La Suisse est considérée comme le château d’eau de l’Europe. Lacs, fleuves et sources constituent cependant juste 4,3 pourcents du territoire. Mais d’autres milieux naturels sont aussi marqués par l’eau de façon décisive : les zones riveraines, les eaux temporaires, les marais ou les prairies humides.

Des sources enchanteresses

Les sources appartiennent aux milieux naturels les plus rares de Suisse. Elles sont très facilement reconnaissables en tant que lieux où l’eau sort simplement du sol ou de failles dans la roche. L’eau de source est naturellement pauvre en oxygène et en nutriments. Sa température reste constante tout au long de l’année et correspond à peu près à la température moyenne annuelle de la région. Les sources abritent environ 100 espèces animales spécialisées.

Les sources étaient très nombreuses par le passé mais, il y a plusieurs siècles déjà, l’homme a commencé à les capter pour l’approvisionnement en eau potable ou à les tarir pour gagner de la surface arable. Bien 70% des espèces animales spécifiques aux sources sont aujourd’hui répertoriées comme étant menacées sur la liste rouge.

Lorsque les glaciers se sont retirés après la dernière glaciation il y a environ 10’000 ans, ils ont laissé des traces : des surcreusements dans la terre, que l’on appelle ombilics glaciaires, dans lesquels l’eau du glacier s’est accumulée. Certains de ces ombilics sont aujourd’hui encore des lacs, comme par exemple le lac de Zurich. D’autres ont été remplis avec le temps de matériaux charriés comme le gravier, la boue ou le feuillage ; des forêts et des tourbières se sont formées.

Les jolis lacs suisses ?

En Suisse il y a aujourd’hui 1480 lacs, cinquante d’entre eux ont une surface de plus d’un kilomètre carré. Ils sont l’habitat de nombreuses espèces de poissons et de sauvagines. Ils appartiennent aux destinations d’excursion préférées de la population. Mais les lacs suisses ne se portent pas aussi bien que l’on pourrait le croire.

Pendant des décennies, les eaux usées (contenant des détergents phosphorés) et le purin de l’agriculture ont été déversés dans les cours d’eau. Cela a nuit massivement à la qualité de l’eau de nombreux lacs. Les lacs d’Hallwil ou de Baldegg par exemple sont aujourd’hui encore approvisionnés artificiellement en oxygène afin d’éviter une mortalité massive des poissons en été. Ce sont des cas extrêmes : dans la plupart des endroits, des règlementations plus strictes et les nouvelles stations d’épuration ont désamorcé le problème, bien qu’elles ne l’aient pas totalement résolu. Jusqu’à ce que les concentrations en nutriment dans les lacs suisses surfertilisés se soient à nouveau totalement normalisées, il faudra attendre encore plusieurs décennies.

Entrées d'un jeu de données
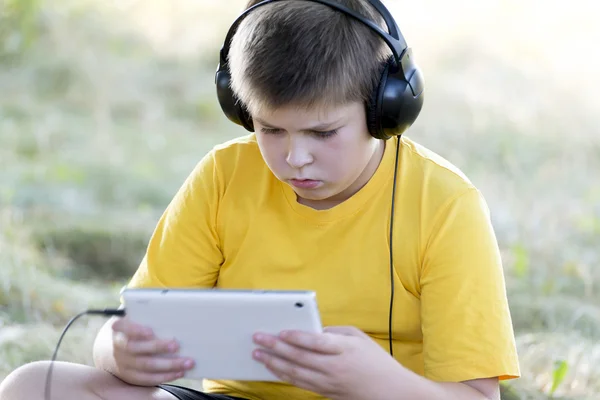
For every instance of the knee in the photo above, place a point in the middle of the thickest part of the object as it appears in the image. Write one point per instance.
(21, 382)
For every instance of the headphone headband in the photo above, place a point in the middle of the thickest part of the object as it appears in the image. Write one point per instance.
(393, 39)
(393, 105)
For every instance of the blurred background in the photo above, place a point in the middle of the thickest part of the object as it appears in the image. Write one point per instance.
(107, 105)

▸ Défi 1: Selon l'extrait fourni, quelle part du territoire suisse les lacs, fleuves et sources représentent-ils ?
▸ Défi 2: Résumez l'extrait fourni en deux phrases.
▸ Défi 3: Recopiez le passage de l'extrait fourni commençant par « Lorsque les glaciers » et allant jusqu'à « pourrait le croire. ».

▸ Solution 1: Ils représentent 4,3 pourcents du territoire suisse.

▸ Solution 2: La Suisse, considérée comme le château d'eau de l'Europe, compte des sources qui figurent parmi ses milieux naturels les plus rares, car l'homme les a captées ou taries, et 70 % des espèces animales qui leur sont spécifiques sont aujourd'hui menacées. Ses 1480 lacs, dont certains occupent des ombilics glaciaires, ont souffert des eaux usées et du purin, et malgré des règlementations plus strictes et de nouvelles stations d'épuration, il faudra encore plusieurs décennies pour que leurs concentrations en nutriments se normalisent totalement.

▸ Solution 3:
Lorsque les glaciers se sont retirés après la dernière glaciation il y a environ 10’000 ans, ils ont laissé des traces : des surcreusements dans la terre, que l’on appelle ombilics glaciaires, dans lesquels l’eau du glacier s’est accumulée. Certains de ces ombilics sont aujourd’hui encore des lacs, comme par exemple le lac de Zurich. D’autres ont été remplis avec le temps de matériaux charriés comme le gravier, la boue ou le feuillage ; des forêts et des tourbières se sont formées.

Les jolis lacs suisses ?

En Suisse il y a aujourd’hui 1480 lacs, cinquante d’entre eux ont une surface de plus d’un kilomètre carré. Ils sont l’habitat de nombreuses espèces de poissons et de sauvagines. Ils appartiennent aux destinations d’excursion préférées de la population. Mais les lacs suisses ne se portent pas aussi bien que l’on pourrait le croire.